**ASSIGNMENT**
Answer these questions about the AMEL paper summary:
(a) How many deduplicated API responses are in the released data?
(b) Paired per item, how much more bias do negative histories induce than positive ones?
(c) What is the simplest fix for evaluation pipelines?

AMEL: Accumulated Message Effects on LLM Judgments

from arxiv, 19 pages, 14 figures, 6 tables. Single author. Code, data (75,898 deduplicated API responses), and analysis pipeline at https://github.com/chutapp/amel

Large language models are routinely used as automated evaluators: to review code, moderate content, or score outputs, often with many items passing through one conversation. We ask whether the polarity of prior conversation history biases subsequent judgments, an effect we call the accumulated message effect on LLM judgments (AMEL). Across 75,898 API calls to 11 models from 4 providers (OpenAI, Anthropic, Google, and four open-source models), we present identical test items in isolation or following histories saturated with predominantly positive or negative evaluations. Models shift toward the conversation's prevailing polarity (d = -0.17, p < 10^-46). The effect concentrates on items where the model is genuinely uncertain at baseline (d = -0.34 for high-entropy items, vs d = -0.15 when the baseline is deterministic). Bias does not grow with context length: 5 prior turns and 50 produce the same shift (Spearman |r| < 0.01; OLS slope p = 0.80). And there is a negativity asymmetry: paired per item, negative histories induce 1.62x more bias than positive (t = 13.46, p < 10^-39, n = 2,481). Scaling helps but does not solve it (Anthropic: Haiku -0.22 to Opus -0.17; OpenAI: Nano -0.34 to GPT-5.2 -0.17). Three follow-ups narrow the mechanism. The token probability distribution shifts continuously, not at a threshold. The negativity asymmetry has both token-level and semantic components, though attributing the balance is exploratory at our sample sizes. Position does not matter: five biased turns anywhere in a 50-turn history produce the same shift. The simplest fix for evaluation pipelines is a fresh context per item; when batching is unavoidable, balancing the history helps.

翻译：大型语言模型常被用作自动评估工具：审查代码、审核内容或对输出评分，且通常在一个对话中处理多项内容。我们探究对话历史的情感倾向是否会使后续判断产生偏差，这种效应称为“累积消息对LLM判断的影响”（AMEL）。通过对4家提供商（OpenAI、Anthropic、Google及四个开源模型）的11个模型进行75,898次API调用，我们以孤立形式或在充斥着大量正面或负面评价的历史后呈现相同的测试项。模型结果会向对话的主导情感偏移（d = -0.17, p < 10^-46）。该效应集中于模型基线状态下真正不确定的项上（高熵项d = -0.34，而确定性基线下d = -0.15）。偏差不会随上下文长度增长：5轮历史与50轮历史产生的偏移程度相同（Spearman |r| < 0.01；OLS斜率p = 0.80）。且存在负向不对称性：逐项配对比较时，负面历史引发的偏差是正面历史的1.62倍（t = 13.46, p < 10^-39, n = 2,481）。扩大模型规模可缓解但无法根除该问题（Anthropic：Haiku -0.22至Opus -0.17；OpenAI：Nano -0.34至GPT-5.2 -0.17）。三项后续实验缩小了机制范围：词元概率分布呈连续变化而非阈值突变；负向不对称性兼具词元级和语义级成分，但本样本量下对两者贡献的归因仍属探索性研究；位置无关紧要——50轮历史中任意位置的5轮偏见轮次均产生相同偏移。对评估流水线而言，最简单的修复方案是对每项内容使用全新上下文；当必须批量处理时，平衡历史情感倾向有助于缓解偏差。

Natural-language object grounding data
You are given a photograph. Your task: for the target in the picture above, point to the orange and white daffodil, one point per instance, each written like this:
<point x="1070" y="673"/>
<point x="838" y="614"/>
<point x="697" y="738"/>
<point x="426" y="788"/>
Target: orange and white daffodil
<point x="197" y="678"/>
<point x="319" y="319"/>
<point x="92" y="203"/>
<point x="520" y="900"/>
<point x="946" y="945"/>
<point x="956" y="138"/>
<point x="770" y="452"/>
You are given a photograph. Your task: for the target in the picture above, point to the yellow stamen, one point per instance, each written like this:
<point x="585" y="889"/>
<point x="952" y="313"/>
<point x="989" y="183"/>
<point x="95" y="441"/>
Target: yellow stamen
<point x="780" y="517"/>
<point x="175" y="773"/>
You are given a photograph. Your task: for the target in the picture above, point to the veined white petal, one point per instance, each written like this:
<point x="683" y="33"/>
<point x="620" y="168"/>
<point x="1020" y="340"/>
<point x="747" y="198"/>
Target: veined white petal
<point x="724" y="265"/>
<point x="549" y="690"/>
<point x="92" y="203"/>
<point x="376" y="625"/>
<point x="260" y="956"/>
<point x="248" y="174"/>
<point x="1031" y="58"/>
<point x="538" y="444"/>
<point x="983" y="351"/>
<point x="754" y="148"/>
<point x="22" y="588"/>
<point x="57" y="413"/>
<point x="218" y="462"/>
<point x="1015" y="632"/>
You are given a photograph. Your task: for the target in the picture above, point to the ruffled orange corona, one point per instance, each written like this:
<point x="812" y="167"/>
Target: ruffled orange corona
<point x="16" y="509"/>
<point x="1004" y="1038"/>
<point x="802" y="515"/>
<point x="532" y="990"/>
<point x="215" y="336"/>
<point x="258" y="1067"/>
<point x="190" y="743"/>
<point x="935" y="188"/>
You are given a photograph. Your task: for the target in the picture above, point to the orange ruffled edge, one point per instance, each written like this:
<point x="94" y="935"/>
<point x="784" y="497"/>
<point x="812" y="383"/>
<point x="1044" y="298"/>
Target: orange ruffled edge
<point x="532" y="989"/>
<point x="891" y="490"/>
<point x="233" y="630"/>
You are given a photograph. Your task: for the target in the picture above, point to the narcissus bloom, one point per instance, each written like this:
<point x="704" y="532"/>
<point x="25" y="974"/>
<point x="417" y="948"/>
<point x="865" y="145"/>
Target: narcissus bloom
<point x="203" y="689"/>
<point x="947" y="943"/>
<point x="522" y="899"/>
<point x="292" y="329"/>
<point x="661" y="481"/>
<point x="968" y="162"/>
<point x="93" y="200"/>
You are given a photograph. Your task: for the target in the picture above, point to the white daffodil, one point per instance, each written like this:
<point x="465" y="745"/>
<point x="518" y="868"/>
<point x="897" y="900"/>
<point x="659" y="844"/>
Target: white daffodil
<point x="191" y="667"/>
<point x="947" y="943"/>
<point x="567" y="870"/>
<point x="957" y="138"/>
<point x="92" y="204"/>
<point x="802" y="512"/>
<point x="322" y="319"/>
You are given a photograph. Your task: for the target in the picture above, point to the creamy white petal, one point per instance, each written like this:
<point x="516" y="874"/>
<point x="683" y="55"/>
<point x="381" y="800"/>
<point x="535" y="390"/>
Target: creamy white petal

**RESPONSE**
(a) 75,898
(b) 1.62x more
(c) A fresh context per item